Para Borba Neto, nenhum cristão pode
dizer que o papa Francisco está errado, quando ele insiste que a Igreja tem de
se abrir e acolher as pessoas afastadas de suas normas, como os recasados.
Borba acha que é preciso buscar um terceiro caminho que escape à polarização
das tendências que aplaudem ou que se opõem ao papa, frequentemente atribuindo
a ele, de um lado e de outro, palavras que não falou.
Defensores da Teologia da Libertação
consideram que, sem falar nele, Francisco põe em prática o que o movimento
pregava desde os anos 1960.
O teólogo e historiador padre José Oscar
Beozzo, que segue a corrente da Libertação, observa que Francisco escolheu dois
trechos do discurso do papa João XXIII na abertura do Concílio Ecumênico em
1962 para sua orientação pastoral.
“Nada de condenações e anátemas”,
advertiu João XXIII, ao lembrar que a Igreja sempre condenou os erros, mas
considerou a misericórdia como melhor remédio, disse Beozzo.

## Registros de dados
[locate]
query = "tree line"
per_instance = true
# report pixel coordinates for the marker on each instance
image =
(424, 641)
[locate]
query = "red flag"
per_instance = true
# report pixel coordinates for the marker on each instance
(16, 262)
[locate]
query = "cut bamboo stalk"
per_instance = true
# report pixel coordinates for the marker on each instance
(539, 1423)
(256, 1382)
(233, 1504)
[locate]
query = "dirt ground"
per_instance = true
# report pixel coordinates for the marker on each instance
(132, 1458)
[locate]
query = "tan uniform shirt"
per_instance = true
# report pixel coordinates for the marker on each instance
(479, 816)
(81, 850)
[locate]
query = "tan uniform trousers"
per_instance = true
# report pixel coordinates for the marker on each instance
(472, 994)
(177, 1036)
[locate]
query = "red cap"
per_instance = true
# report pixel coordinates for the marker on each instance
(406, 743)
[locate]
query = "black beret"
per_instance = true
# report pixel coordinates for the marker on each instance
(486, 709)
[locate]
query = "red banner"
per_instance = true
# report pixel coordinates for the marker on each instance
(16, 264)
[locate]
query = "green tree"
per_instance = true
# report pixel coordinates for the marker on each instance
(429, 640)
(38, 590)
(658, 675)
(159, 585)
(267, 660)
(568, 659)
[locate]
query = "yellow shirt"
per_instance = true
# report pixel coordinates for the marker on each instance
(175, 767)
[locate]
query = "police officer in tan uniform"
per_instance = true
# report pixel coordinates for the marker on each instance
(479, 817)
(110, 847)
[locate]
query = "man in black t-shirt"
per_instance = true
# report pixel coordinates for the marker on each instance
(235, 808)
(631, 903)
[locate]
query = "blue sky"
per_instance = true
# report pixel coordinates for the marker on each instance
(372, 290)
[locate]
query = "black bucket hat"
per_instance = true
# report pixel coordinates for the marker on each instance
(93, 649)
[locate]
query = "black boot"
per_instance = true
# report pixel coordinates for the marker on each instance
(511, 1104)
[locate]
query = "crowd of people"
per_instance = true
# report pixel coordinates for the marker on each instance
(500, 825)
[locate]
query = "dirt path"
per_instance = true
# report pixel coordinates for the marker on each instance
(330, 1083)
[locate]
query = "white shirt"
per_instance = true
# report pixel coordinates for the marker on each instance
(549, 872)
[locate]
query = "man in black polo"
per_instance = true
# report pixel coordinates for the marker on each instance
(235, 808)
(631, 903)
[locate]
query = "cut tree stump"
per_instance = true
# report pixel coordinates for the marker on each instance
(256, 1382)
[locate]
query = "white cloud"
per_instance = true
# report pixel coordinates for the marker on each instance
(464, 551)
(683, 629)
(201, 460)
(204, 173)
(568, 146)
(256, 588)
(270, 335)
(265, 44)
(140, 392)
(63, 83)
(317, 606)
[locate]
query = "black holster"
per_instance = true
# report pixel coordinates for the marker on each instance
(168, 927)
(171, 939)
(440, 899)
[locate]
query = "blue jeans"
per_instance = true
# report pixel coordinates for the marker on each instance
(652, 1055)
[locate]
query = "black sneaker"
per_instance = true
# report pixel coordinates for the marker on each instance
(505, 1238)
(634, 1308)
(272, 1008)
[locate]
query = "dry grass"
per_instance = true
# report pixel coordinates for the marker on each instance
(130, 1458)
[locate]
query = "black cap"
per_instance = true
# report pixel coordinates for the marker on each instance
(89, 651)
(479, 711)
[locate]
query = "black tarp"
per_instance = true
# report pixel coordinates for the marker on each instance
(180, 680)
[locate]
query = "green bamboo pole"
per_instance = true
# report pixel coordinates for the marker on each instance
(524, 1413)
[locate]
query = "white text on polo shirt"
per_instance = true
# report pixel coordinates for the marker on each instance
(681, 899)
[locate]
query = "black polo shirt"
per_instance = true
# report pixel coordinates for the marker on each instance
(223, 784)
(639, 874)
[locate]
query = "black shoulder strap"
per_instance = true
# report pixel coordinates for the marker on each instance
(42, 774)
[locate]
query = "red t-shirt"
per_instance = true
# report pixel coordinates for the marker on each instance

## Tarefa curta
Responda, com base no texto sobre o papa Francisco:
1. Segundo Borba Neto, que caminho é preciso buscar?
2. Em que ano ocorreu a abertura do Concílio Ecumênico em que João XXIII fez seu discurso?
3. De acordo com Beozzo, o que João XXIII considerou o melhor remédio?

## Resolução do exercício
1. Um terceiro caminho, que escape à polarização das tendências que aplaudem o papa ou que se opõem a ele.
2. Em 1962.
3. A misericórdia.